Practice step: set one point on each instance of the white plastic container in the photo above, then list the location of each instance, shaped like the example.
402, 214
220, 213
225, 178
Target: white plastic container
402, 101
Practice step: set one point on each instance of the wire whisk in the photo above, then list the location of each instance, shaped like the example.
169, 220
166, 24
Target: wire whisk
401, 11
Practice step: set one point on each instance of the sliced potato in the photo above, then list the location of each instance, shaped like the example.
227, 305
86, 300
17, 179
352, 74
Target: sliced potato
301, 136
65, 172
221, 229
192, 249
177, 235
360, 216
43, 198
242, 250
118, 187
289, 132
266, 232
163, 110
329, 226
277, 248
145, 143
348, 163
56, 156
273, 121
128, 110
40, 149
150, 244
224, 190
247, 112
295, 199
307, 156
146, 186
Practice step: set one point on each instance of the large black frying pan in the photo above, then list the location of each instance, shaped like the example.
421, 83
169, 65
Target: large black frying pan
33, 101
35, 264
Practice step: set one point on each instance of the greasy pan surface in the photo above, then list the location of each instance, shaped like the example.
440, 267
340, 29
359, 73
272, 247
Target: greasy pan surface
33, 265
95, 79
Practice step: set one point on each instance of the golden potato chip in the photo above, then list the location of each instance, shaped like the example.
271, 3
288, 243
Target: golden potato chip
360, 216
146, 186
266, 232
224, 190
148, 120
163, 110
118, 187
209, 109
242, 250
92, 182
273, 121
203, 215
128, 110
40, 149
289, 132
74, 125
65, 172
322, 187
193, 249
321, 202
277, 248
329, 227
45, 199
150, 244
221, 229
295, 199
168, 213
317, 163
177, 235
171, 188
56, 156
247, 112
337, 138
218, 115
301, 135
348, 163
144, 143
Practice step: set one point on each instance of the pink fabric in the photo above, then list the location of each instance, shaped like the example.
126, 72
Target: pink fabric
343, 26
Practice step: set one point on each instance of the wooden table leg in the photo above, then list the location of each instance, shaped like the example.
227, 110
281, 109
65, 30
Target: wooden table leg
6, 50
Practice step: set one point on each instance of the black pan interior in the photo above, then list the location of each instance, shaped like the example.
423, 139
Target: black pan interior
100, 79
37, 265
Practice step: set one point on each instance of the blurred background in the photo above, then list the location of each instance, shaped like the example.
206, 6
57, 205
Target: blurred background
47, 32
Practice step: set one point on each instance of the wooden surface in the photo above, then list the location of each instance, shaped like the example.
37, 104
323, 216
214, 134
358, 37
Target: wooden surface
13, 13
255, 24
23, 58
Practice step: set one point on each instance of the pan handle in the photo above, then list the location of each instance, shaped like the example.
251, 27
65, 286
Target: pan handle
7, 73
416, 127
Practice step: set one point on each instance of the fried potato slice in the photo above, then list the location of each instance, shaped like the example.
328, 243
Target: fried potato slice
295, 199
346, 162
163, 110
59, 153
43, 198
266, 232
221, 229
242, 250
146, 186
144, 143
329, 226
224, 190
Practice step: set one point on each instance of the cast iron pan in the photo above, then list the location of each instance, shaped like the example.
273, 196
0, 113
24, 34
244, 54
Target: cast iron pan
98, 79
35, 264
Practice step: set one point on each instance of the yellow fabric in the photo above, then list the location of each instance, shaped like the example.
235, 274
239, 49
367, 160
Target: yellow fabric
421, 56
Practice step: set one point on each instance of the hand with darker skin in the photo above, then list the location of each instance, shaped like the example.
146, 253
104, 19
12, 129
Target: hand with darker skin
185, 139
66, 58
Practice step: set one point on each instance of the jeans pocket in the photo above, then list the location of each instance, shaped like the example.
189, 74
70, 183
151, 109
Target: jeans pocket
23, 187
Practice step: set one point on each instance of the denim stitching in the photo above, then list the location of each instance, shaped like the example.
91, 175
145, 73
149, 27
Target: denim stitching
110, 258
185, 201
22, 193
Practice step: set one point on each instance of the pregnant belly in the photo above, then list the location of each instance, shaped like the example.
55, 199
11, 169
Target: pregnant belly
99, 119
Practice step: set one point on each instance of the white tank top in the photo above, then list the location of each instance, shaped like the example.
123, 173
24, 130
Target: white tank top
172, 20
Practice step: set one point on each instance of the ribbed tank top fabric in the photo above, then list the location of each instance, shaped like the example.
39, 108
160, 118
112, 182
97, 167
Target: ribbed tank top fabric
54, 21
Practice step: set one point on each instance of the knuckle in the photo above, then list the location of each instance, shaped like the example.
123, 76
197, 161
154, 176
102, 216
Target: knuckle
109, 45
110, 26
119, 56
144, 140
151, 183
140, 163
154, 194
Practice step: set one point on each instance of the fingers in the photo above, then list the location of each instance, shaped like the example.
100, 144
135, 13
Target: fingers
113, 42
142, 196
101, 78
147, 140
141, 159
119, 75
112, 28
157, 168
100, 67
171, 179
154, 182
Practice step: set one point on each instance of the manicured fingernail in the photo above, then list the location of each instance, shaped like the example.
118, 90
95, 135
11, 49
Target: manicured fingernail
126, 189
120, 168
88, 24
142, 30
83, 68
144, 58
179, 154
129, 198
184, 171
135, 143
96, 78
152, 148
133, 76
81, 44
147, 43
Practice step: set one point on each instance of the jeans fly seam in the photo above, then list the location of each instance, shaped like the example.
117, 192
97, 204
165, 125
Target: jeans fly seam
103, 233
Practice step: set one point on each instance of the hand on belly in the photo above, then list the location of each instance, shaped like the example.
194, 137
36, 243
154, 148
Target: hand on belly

Goal of the exercise → Your task is to output the full set of records exactly as presented.

Output of the exercise →
Practice step: set one point on each instance of the white plastic container in the photo above, then list the location of each instance, shaped like the example.
402, 214
220, 213
225, 178
Target: white plastic container
402, 101
Practice step: set one point on each instance of the wire whisk in the photo above, then list the location of each instance, shaped like the example.
169, 220
166, 24
Target: wire whisk
401, 11
Practice step: set one point on each instance of the sliced potato in the photo above, then list the location of each instance, shaped like the example.
227, 305
86, 300
17, 179
352, 74
Target: sliced potato
301, 136
65, 172
221, 229
192, 249
177, 235
360, 216
43, 198
242, 250
118, 187
289, 132
266, 232
163, 110
329, 226
277, 248
145, 143
348, 163
56, 156
273, 121
128, 110
40, 149
150, 244
224, 190
247, 112
295, 199
307, 156
146, 186
Practice step: set one point on each instance of the large black frying pan in the photo above, then list the location of each instance, shaped like the example.
421, 83
169, 65
Target: large black frying pan
33, 101
35, 264
Practice step: set one point on each instance of the greasy pan surface in the photo above, then list the location of each instance, shaped like the example.
440, 267
340, 29
359, 73
272, 247
Target: greasy pan surface
33, 265
95, 79
Practice step: set one point on each instance of the golden potato chip in the photo above, then list the location of each instance, shaped like the example.
271, 3
288, 243
Target: golden potato chip
360, 216
146, 186
266, 232
224, 190
148, 120
163, 110
118, 187
209, 109
242, 250
92, 182
273, 121
203, 215
128, 110
40, 149
289, 132
74, 125
65, 172
322, 187
193, 249
321, 202
277, 248
329, 227
45, 199
150, 244
221, 229
295, 199
168, 213
317, 163
177, 235
171, 188
56, 156
247, 112
337, 138
218, 115
301, 135
348, 163
144, 143
Practice step: set one point on each instance of the pink fabric in the photo above, then list the location of each instance, shaped like the example.
126, 72
Target: pink fabric
343, 26
Practice step: set one point on each instance of the wooden table leg in the photo above, then list the location of each instance, shaped like the example.
227, 110
281, 109
65, 30
Target: wooden table leg
6, 50
Practice step: set one point on each instance of the black pan interior in the photo above, then list the location of each instance, shaped like the example.
423, 139
Target: black pan interior
100, 79
37, 265
Practice step: set one point on each instance of the blurred background in the photo above, then list the location of each instance, shaped like the example.
206, 6
57, 205
Target: blurred background
47, 32
Practice step: set one point on each instance of the wooden surface in the photo above, then list the location of each instance, shaped like the example.
37, 104
323, 216
214, 134
358, 37
Target: wooden surface
13, 13
255, 24
23, 58
Practice step: set one point on each instance of the pan handle in the photo above, then list the location of each instance, shaped like the example.
251, 27
65, 286
Target: pan handle
7, 73
416, 127
Practice step: set one point on each instance of the fried potato slice in the photo above, then list the location of each instance, shaped like the example.
328, 243
Target: fried potato slice
295, 199
346, 162
163, 110
59, 153
43, 198
266, 232
221, 229
242, 250
146, 186
144, 143
329, 226
224, 190
Practice step: set one point on each instance of the cast iron pan in the photo above, then list the location of each instance, shaped like the example.
273, 196
0, 113
24, 34
244, 54
Target: cast iron pan
98, 79
35, 264
Practice step: set one point on each instance of the yellow fabric in the photo above, then list the location of each instance, shaped like the example.
235, 274
239, 49
367, 160
Target: yellow fabric
421, 56
Practice step: set one point on each instance of the hand with darker skin in the photo above, then list the location of each instance, shaped like the example.
146, 253
104, 19
12, 129
Target: hand with darker skin
185, 139
66, 58
Practice step: set one point on each instance of the jeans pocket in the photo above, then list the location of each instance, shaped like the example.
189, 74
70, 183
151, 109
Target: jeans pocket
23, 187
Practice step: set one point on each instance of the denim stitching in the photo above, then list the location of each instance, shaped like the example.
91, 175
145, 73
149, 27
Target: denim stitching
110, 258
185, 201
22, 193
Practice step: set one point on each instance of the pregnant belly in the photo above, then list the location of each instance, shaped like the example.
55, 199
11, 169
Target: pregnant belly
99, 119
Practice step: set one point on each instance of the white tank top in the photo above, then list the location of each instance, shaped like the example.
123, 173
24, 130
Target: white tank top
172, 20
Practice step: set one point on each instance of the ribbed tank top fabric in the photo above, then list the location of each instance, shaped like the example.
39, 108
160, 118
112, 182
97, 167
Target: ribbed tank top fabric
54, 21
Practice step: set one point on each instance of the knuckle in the photo above, then list the location of each instance, shaped like the example.
123, 76
197, 161
154, 176
102, 216
Target: knuckle
109, 45
110, 26
119, 56
144, 140
151, 183
140, 163
154, 194
Practice step: set one point on each instance of the fingers in the photo above, then list the location of each instance, shaped like the example.
100, 144
135, 13
Target: fingers
113, 42
142, 196
101, 78
147, 140
141, 159
119, 75
112, 28
157, 168
100, 67
171, 179
154, 182
Practice step: set one point on each instance of the manicured fingernail in the photo above, then list the location of each instance, shaped like the example.
118, 90
95, 135
11, 49
Target: manicured fingernail
126, 189
120, 168
88, 24
142, 30
83, 68
144, 58
179, 154
129, 198
184, 171
135, 143
96, 78
152, 148
133, 76
81, 44
147, 43
Practice step: set one point on each instance of the jeans fly seam in the photo above, then list the location of each instance, shaped like the example.
117, 192
97, 204
165, 125
Target: jeans fly seam
103, 233
Practice step: set one point on each instance of the hand on belly in the photo above, then list the location of each instance, shaped like the example.
194, 137
36, 243
154, 148
Target: hand on belly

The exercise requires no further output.